§ REQUIREMENTS: Pick out every line in the items below that contains the word "black". Only matches with the same upper and lower case count.

§ DATASET:
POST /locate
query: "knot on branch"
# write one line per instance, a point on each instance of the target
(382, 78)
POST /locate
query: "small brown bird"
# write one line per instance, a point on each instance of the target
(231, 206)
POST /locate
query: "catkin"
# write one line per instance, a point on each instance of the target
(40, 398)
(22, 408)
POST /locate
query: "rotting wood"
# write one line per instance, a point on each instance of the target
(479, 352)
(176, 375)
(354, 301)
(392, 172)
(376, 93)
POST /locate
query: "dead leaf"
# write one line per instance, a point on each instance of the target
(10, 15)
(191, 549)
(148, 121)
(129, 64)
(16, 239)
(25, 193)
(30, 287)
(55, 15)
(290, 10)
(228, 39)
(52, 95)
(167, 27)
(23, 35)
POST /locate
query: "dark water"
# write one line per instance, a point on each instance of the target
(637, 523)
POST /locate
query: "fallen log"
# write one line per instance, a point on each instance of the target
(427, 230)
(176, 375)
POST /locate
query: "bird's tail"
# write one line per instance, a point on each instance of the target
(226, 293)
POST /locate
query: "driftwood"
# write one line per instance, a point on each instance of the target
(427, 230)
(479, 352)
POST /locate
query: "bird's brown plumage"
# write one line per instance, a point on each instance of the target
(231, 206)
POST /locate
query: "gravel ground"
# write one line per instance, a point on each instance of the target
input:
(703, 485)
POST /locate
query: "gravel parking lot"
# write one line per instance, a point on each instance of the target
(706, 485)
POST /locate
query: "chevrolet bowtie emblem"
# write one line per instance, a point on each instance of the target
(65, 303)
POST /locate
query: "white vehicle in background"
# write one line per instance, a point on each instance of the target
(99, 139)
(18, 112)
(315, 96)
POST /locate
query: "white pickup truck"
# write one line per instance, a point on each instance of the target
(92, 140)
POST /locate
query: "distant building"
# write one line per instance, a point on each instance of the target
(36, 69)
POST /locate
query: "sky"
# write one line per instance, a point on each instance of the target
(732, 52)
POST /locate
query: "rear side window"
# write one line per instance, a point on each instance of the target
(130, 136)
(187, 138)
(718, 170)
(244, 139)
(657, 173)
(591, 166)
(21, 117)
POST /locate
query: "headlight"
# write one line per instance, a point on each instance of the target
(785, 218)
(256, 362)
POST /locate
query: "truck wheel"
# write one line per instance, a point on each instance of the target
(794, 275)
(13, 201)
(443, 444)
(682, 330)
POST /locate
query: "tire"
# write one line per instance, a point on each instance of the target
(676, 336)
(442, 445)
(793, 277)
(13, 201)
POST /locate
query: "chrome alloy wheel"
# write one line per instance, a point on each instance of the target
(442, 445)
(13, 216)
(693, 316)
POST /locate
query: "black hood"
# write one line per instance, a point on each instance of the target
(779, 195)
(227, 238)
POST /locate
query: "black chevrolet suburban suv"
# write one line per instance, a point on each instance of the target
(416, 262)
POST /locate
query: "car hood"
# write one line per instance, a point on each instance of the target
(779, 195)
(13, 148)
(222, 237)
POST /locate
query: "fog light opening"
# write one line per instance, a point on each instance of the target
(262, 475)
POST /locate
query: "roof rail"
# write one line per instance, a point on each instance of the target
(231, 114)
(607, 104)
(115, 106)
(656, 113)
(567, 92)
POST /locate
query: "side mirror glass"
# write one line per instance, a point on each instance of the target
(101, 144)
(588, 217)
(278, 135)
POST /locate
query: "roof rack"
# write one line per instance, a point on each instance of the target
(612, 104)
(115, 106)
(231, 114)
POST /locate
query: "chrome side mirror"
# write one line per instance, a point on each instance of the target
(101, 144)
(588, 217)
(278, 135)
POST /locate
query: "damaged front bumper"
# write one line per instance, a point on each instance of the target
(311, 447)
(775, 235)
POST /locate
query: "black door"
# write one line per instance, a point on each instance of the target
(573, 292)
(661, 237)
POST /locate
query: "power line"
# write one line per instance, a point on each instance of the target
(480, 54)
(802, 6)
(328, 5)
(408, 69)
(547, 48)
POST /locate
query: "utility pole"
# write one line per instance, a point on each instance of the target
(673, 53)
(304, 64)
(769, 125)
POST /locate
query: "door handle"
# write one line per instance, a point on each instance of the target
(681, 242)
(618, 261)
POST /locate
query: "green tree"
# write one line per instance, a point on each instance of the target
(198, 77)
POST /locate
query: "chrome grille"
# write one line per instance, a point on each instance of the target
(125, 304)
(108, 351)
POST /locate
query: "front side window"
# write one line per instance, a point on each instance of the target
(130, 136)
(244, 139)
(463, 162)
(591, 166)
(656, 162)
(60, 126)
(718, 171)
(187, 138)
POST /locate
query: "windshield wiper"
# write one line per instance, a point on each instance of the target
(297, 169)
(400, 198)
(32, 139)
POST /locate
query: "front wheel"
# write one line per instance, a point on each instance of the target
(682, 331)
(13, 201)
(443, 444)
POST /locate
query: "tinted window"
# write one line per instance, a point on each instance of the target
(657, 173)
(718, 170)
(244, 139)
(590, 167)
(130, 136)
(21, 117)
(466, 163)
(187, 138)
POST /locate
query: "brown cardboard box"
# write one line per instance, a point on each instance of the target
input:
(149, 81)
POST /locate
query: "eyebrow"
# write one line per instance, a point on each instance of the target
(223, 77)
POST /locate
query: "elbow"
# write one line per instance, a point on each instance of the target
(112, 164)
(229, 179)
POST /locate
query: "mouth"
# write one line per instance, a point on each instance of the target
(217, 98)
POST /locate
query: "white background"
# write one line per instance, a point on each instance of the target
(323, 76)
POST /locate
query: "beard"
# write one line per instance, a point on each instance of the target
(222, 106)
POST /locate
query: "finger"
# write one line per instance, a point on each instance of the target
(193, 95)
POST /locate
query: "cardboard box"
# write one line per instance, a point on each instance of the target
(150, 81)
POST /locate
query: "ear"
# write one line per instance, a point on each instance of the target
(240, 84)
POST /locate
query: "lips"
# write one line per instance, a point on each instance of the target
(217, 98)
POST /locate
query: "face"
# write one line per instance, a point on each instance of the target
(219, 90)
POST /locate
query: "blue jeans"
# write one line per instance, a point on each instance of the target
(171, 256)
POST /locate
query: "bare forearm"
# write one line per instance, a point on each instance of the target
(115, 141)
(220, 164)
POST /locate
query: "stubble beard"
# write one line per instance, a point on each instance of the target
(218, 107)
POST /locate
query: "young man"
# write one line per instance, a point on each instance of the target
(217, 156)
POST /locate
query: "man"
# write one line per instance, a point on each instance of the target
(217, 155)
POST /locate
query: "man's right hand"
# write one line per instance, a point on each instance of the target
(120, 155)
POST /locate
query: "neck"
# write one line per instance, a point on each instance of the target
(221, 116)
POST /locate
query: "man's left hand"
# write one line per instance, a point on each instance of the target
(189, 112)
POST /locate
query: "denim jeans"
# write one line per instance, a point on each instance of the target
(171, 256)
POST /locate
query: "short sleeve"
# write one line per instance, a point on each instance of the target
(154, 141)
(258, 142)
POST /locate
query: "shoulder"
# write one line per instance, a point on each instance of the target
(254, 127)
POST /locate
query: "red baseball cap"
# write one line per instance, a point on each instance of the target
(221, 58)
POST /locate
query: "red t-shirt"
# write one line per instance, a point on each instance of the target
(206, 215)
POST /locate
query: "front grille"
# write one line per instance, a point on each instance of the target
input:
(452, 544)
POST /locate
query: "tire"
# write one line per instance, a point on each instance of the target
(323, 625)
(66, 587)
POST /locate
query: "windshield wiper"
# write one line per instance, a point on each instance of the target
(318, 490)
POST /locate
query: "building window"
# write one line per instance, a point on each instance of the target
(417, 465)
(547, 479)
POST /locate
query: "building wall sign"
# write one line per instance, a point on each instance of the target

§ ANSWER TO THE TASK:
query: "black hood"
query: "black chevrolet suburban suv"
query: "black door"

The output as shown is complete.